= EXERCISE PASSAGE =
# # # # # # #
Historical Origins of Embodied Approaches to Psychotherapy

The origins of most of the embodied approaches to psychotherapy reside mainly in specific developments at the end of the 19th century with the work of Dr. Pierre Janet (see Boadella, 1997), who was a pupil of Jean-Martin Charcot (1825-1893) at the Pitie-Salpetriere Hospital in Paris, when Freud was studying there in 1885. Janet became one of the pre-eminent neurologists of the period. Contrary to common belief, Freud’s early therapy takes up Janet’s and Charviot’s embodied focus. For example, Freud would lie on the floor with his clients, massage them, and apply physical pressure (Totton, 2002), an approach which he of course wholly abandoned in his later work.

There were several other notable attempts to explore the potential of psycho-physical aspects of healing, for instance by Hippolyte Bernheim (1890), William James (1980) and Carl Lange in the 1890s. Michael Heller’s (2012) comprehensive book on Body Psychotherapy details such mind-body explorations. However, it was not until the 1920s, in Vienna, that the specific somatic (embodied) aspects in psychotherapy were developed through the work of an unorthodox pupil of Freud’s, Wilhelm Reich.

While Freud’s own theories moved away from his original concept of libido as a quantitative, body-based sexual energy, Reich maintained this position and made it even more concrete. Reich also emphasised Freud’s original view that no neurosis was possible in the presence of a normal healthy sexual life. By 1927, Reich believed he had plainly demonstrated this, and accumulated these theories and findings into his first major book, later entitled The Function of the Orgasm.

Reich now examined the resistances to analysis that led to frequent failures in therapy. Basing his work on clinical examples, he argued that patients generally defended themselves against the interpretation and exploration of their deeper feelings in a characteristic style, which was identical with the style in which they defended themselves in life. He began to consider these patterns of resistance, thus developing an analysis of character. This he later expounded in his classic (1933) work, Character Analysis, but while the first half of this book was and still is widely respected within psychoanalysis, the move in the second half towards body psychotherapy and energy work took him even further away from Freud.
# # # # # # #
(Collected data)
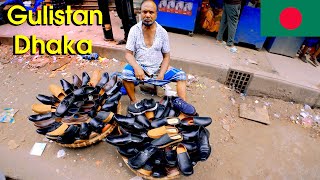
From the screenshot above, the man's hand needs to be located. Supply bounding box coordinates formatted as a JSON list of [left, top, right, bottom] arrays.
[[134, 66, 145, 80], [157, 74, 164, 80]]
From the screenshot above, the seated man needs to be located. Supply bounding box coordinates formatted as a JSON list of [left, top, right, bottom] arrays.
[[122, 0, 186, 103]]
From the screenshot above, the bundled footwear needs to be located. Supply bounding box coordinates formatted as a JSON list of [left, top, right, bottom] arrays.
[[128, 99, 157, 115], [172, 97, 197, 116], [177, 144, 193, 176]]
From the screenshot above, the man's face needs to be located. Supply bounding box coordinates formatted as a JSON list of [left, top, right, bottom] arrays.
[[141, 1, 157, 27]]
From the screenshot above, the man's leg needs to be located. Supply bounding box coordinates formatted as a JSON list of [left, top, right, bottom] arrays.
[[177, 81, 187, 101], [122, 64, 137, 103], [217, 4, 227, 42], [225, 4, 241, 47], [122, 80, 137, 103]]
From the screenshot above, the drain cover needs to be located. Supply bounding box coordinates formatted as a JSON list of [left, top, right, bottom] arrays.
[[225, 69, 253, 93]]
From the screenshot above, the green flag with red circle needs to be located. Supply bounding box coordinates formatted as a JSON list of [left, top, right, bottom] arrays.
[[261, 0, 320, 37]]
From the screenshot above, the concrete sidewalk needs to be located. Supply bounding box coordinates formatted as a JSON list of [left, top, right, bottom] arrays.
[[0, 11, 320, 107]]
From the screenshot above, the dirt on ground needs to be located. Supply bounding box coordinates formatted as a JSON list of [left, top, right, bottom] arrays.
[[0, 45, 320, 180]]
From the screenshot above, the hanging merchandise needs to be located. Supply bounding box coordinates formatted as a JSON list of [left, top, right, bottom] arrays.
[[29, 70, 122, 148], [106, 96, 212, 179]]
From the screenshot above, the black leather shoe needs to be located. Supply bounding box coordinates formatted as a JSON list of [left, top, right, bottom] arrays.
[[57, 125, 80, 144], [60, 79, 73, 94], [113, 114, 145, 132], [29, 112, 54, 122], [105, 81, 122, 96], [106, 91, 122, 103], [89, 118, 105, 134], [177, 144, 193, 176], [36, 122, 62, 135], [128, 146, 158, 169], [181, 128, 199, 141], [135, 114, 151, 129], [72, 74, 82, 89], [103, 74, 118, 92], [101, 101, 119, 113], [106, 134, 143, 146], [79, 123, 92, 140], [55, 93, 75, 117], [181, 117, 212, 127], [37, 94, 60, 105], [152, 167, 167, 178], [73, 86, 95, 97], [151, 134, 183, 148], [198, 127, 211, 161], [151, 117, 180, 128], [154, 104, 166, 119], [96, 72, 109, 89], [165, 147, 177, 167], [117, 146, 139, 158], [82, 72, 90, 86], [181, 141, 198, 152]]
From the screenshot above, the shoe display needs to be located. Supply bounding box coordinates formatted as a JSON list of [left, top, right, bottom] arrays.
[[28, 70, 122, 148]]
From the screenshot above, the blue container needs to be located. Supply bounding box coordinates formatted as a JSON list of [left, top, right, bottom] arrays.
[[155, 0, 201, 33], [234, 6, 266, 49], [265, 37, 305, 57]]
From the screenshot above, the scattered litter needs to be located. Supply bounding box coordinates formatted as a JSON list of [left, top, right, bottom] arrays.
[[0, 108, 19, 123], [300, 111, 309, 118], [264, 102, 271, 106], [81, 53, 99, 60], [239, 104, 270, 125], [130, 176, 143, 180], [246, 58, 258, 65], [304, 104, 311, 111], [57, 149, 66, 158], [302, 117, 313, 127], [222, 124, 230, 132], [240, 93, 246, 101], [8, 140, 20, 150], [30, 143, 47, 156], [313, 115, 320, 124], [290, 115, 296, 121], [230, 97, 236, 105], [96, 160, 102, 167], [112, 58, 119, 62]]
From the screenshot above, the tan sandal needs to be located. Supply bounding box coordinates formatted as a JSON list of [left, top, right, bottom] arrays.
[[147, 126, 179, 139], [49, 84, 66, 101]]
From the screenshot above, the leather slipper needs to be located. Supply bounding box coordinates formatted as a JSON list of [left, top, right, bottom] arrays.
[[89, 70, 101, 87], [148, 126, 179, 139], [49, 84, 66, 101], [32, 104, 56, 114]]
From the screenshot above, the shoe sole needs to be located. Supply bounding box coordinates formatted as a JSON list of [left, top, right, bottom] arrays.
[[128, 103, 158, 116]]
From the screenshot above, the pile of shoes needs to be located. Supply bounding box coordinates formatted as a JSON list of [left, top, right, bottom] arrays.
[[29, 70, 122, 144], [106, 96, 212, 178]]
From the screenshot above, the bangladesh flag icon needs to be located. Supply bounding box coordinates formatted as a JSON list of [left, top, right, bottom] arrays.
[[261, 0, 320, 37]]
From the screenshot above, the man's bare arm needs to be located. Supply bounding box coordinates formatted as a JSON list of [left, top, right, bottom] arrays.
[[125, 50, 144, 80], [157, 53, 170, 80]]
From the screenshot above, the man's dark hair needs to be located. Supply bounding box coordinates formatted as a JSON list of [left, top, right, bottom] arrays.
[[140, 0, 158, 10]]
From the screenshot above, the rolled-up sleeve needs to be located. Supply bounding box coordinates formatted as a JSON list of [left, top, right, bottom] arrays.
[[161, 31, 170, 53], [126, 27, 137, 52]]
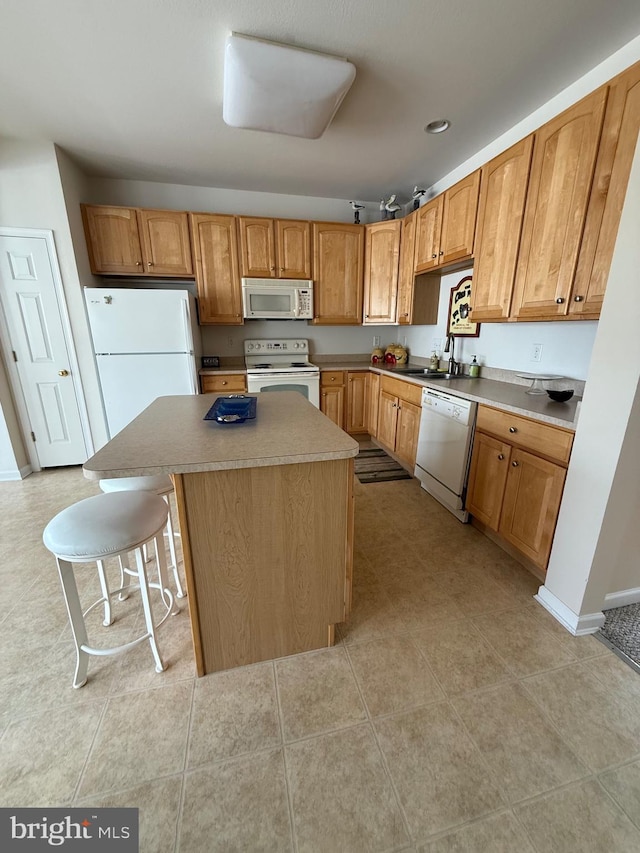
# # # # # # #
= COMPLETE THE FOLLOWING =
a. Print the part of the passage on the origins of embodied psychotherapy that begins at the words "The origins of" and stops after the words "his later work.".
b. According to the passage on the origins of embodied psychotherapy, in what year was Freud studying at the Pitie-Salpetriere Hospital in Paris?

= RESULTS OF THE TASKS =
a.
The origins of most of the embodied approaches to psychotherapy reside mainly in specific developments at the end of the 19th century with the work of Dr. Pierre Janet (see Boadella, 1997), who was a pupil of Jean-Martin Charcot (1825-1893) at the Pitie-Salpetriere Hospital in Paris, when Freud was studying there in 1885. Janet became one of the pre-eminent neurologists of the period. Contrary to common belief, Freud’s early therapy takes up Janet’s and Charviot’s embodied focus. For example, Freud would lie on the floor with his clients, massage them, and apply physical pressure (Totton, 2002), an approach which he of course wholly abandoned in his later work.

b. 1885